▶ **PROBLEM DETAILS**
Across all the records, filter for lines with the word "dormer" and copy them.

(Records from a data collection)
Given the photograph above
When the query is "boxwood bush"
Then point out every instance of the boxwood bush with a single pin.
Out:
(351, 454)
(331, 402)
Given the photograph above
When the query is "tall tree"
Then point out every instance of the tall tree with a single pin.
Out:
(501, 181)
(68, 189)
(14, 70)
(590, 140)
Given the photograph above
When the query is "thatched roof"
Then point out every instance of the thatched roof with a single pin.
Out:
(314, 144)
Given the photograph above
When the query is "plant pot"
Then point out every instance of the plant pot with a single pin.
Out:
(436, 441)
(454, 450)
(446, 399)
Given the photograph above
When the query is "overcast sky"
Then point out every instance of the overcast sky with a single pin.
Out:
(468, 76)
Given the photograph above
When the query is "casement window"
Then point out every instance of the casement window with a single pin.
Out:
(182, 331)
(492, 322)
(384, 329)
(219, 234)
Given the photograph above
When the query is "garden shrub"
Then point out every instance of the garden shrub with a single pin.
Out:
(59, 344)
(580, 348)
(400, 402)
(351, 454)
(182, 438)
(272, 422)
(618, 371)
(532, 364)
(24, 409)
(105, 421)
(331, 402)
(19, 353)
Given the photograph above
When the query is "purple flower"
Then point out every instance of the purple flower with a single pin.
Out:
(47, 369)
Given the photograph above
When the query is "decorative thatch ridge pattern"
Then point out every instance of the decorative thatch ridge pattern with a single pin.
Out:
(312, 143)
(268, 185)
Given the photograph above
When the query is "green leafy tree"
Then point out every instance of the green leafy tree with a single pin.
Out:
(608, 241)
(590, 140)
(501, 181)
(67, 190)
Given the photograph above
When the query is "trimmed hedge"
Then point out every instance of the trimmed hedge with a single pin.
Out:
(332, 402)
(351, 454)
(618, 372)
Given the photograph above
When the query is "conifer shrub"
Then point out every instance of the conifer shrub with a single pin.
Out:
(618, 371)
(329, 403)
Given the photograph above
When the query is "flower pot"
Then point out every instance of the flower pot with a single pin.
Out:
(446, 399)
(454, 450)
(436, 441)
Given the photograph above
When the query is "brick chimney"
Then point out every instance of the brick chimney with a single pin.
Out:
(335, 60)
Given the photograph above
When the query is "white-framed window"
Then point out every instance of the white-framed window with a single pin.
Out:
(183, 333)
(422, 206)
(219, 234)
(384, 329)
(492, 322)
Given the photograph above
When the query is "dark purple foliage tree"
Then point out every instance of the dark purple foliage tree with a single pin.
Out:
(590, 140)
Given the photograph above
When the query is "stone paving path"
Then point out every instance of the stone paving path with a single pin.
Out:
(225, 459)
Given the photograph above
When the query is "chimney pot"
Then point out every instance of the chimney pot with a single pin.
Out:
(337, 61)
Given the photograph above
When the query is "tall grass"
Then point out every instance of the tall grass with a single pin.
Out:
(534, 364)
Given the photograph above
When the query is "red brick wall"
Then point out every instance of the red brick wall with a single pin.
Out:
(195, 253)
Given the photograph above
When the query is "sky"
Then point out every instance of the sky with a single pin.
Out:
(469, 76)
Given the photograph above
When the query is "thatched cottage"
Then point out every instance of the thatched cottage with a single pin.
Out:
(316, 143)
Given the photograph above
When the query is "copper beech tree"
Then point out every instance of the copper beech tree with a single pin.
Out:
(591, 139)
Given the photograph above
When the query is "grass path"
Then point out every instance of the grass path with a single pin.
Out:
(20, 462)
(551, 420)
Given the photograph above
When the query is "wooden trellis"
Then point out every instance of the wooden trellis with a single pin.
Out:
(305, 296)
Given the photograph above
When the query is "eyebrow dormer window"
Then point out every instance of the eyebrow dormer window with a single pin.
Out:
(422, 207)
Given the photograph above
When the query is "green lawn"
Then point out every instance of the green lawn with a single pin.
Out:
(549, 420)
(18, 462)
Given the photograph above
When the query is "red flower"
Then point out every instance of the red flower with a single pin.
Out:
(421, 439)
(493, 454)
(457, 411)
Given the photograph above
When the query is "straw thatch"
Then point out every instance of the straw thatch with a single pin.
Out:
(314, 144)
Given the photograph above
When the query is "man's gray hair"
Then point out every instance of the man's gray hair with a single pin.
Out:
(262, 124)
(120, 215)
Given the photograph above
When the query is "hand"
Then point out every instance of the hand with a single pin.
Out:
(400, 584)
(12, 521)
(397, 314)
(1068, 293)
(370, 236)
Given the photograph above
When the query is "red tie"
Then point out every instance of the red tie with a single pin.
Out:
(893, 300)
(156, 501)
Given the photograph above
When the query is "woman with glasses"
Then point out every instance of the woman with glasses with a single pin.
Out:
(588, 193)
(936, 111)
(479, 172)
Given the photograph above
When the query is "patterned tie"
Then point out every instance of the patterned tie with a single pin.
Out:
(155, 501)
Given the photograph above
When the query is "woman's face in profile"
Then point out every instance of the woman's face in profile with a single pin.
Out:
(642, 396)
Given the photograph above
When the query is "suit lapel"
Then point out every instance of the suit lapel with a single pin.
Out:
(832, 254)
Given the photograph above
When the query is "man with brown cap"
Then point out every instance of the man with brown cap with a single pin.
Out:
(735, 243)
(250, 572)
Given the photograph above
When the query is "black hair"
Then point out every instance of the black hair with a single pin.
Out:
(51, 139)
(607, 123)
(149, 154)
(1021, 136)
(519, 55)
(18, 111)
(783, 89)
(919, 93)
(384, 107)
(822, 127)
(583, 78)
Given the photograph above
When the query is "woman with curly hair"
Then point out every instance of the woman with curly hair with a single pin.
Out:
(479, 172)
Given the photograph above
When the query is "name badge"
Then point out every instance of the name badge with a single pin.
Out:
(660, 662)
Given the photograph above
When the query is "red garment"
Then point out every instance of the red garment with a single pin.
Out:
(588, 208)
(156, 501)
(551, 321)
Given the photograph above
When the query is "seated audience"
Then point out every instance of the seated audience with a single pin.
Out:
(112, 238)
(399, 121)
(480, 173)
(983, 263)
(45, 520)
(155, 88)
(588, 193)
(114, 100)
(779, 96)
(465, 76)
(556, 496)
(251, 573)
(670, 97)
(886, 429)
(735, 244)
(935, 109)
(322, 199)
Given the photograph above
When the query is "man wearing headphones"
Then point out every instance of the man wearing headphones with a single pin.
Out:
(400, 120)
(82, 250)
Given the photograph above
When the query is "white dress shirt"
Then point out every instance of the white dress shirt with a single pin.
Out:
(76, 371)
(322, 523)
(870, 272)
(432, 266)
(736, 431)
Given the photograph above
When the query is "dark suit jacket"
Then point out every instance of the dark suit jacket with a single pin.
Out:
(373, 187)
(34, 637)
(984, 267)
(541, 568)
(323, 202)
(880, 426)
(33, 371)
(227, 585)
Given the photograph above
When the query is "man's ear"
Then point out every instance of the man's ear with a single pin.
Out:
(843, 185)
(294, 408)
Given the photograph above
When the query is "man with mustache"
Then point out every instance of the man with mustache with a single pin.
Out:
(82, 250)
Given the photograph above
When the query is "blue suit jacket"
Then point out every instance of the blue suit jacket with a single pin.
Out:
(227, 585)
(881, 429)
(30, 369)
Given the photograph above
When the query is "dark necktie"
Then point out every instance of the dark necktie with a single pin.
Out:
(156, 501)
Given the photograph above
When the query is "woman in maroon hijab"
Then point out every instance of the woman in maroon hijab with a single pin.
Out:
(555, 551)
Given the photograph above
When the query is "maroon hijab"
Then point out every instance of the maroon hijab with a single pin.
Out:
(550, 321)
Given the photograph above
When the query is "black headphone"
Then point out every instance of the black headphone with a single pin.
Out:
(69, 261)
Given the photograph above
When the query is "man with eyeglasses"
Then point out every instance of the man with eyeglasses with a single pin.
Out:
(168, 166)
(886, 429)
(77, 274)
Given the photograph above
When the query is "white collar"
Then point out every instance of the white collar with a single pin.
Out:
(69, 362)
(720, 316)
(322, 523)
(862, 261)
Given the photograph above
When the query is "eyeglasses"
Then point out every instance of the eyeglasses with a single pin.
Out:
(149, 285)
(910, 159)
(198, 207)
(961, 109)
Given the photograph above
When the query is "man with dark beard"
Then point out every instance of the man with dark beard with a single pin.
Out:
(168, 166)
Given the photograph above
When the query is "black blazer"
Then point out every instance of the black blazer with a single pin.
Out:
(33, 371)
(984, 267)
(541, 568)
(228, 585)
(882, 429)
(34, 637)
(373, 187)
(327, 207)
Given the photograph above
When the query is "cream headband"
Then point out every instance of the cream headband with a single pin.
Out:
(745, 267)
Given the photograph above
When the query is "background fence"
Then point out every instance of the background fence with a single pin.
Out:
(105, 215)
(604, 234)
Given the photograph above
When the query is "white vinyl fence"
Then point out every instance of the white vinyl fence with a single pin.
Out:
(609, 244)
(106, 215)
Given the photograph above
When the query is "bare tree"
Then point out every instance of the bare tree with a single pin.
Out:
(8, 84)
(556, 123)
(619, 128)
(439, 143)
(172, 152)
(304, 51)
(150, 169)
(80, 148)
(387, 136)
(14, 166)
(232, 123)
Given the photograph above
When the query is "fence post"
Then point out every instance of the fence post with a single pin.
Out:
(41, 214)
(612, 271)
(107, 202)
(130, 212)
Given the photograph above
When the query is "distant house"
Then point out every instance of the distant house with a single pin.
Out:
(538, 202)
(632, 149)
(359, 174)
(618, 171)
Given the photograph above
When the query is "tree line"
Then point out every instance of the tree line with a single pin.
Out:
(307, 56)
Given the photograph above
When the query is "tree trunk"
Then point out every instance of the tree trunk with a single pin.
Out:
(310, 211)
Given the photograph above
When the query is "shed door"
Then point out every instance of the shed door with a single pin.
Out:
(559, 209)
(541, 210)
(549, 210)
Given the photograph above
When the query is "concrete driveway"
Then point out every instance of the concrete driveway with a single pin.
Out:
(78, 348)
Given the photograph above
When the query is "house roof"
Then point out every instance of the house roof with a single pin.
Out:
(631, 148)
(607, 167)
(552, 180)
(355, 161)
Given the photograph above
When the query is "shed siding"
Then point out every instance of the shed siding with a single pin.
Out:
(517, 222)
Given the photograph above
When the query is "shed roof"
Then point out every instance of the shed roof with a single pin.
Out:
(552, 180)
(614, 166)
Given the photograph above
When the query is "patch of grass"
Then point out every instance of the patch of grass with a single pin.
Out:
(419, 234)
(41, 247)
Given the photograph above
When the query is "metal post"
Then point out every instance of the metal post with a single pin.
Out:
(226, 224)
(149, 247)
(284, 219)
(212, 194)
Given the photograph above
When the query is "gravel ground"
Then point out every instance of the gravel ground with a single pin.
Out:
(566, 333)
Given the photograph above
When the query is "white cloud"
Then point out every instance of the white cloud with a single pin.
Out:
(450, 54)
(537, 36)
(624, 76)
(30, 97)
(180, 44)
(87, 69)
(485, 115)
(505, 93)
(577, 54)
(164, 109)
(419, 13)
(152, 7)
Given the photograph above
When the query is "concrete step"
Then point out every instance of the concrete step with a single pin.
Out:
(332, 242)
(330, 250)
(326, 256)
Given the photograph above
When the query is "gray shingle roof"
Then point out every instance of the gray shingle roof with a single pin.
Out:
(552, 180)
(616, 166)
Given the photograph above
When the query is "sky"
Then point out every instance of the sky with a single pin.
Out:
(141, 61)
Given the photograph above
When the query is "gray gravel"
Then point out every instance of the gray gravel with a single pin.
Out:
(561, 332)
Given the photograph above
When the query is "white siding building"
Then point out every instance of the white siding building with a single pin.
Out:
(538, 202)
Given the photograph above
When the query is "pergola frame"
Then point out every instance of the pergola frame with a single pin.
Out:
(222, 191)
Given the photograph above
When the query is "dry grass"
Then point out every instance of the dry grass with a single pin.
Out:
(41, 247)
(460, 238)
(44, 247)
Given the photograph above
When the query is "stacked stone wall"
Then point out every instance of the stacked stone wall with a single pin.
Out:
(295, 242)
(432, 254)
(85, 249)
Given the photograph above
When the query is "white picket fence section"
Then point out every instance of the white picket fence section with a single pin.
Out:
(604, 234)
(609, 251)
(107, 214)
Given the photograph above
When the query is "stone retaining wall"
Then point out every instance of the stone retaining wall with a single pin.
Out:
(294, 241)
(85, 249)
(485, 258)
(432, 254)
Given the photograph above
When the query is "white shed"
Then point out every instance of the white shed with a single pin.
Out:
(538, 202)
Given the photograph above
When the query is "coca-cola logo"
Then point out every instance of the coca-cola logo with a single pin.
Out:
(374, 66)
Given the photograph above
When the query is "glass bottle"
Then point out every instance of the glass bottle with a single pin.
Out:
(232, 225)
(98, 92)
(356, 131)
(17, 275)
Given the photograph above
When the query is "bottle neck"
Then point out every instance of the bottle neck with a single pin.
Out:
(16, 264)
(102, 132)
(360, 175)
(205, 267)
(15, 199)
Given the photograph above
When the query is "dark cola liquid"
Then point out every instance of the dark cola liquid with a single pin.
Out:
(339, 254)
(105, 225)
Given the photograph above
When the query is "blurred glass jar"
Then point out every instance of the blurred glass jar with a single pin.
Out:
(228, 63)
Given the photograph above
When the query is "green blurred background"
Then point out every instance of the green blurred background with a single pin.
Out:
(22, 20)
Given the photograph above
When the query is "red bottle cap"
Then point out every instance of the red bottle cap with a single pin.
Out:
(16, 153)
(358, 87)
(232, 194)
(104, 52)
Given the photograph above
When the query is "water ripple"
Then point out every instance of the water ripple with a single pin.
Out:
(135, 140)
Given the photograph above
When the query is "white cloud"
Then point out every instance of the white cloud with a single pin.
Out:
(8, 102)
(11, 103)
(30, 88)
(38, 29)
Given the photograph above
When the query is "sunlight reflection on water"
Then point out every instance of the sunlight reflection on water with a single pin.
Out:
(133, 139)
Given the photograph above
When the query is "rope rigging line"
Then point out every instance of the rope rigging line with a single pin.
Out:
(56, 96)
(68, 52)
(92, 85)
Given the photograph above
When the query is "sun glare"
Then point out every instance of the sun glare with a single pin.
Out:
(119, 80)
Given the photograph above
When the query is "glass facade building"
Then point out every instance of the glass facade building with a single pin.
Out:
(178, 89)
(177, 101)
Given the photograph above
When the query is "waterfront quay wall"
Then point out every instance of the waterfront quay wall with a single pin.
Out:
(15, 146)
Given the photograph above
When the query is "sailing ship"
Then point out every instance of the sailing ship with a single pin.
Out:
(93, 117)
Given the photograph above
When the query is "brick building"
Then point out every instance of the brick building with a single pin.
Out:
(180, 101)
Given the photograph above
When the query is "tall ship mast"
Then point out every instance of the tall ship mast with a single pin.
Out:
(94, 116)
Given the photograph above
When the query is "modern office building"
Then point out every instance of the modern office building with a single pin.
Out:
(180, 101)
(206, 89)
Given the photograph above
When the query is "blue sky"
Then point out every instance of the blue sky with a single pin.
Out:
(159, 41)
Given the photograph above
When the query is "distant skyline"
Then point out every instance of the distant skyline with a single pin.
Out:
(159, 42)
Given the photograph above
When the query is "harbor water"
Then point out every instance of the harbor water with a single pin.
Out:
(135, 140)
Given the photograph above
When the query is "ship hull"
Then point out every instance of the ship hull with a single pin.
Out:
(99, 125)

▶ **RESULT OF THIS EXERCISE**
When the query is "eyebrow dormer window"
Then point out every instance of the eyebrow dormer window with a single pin.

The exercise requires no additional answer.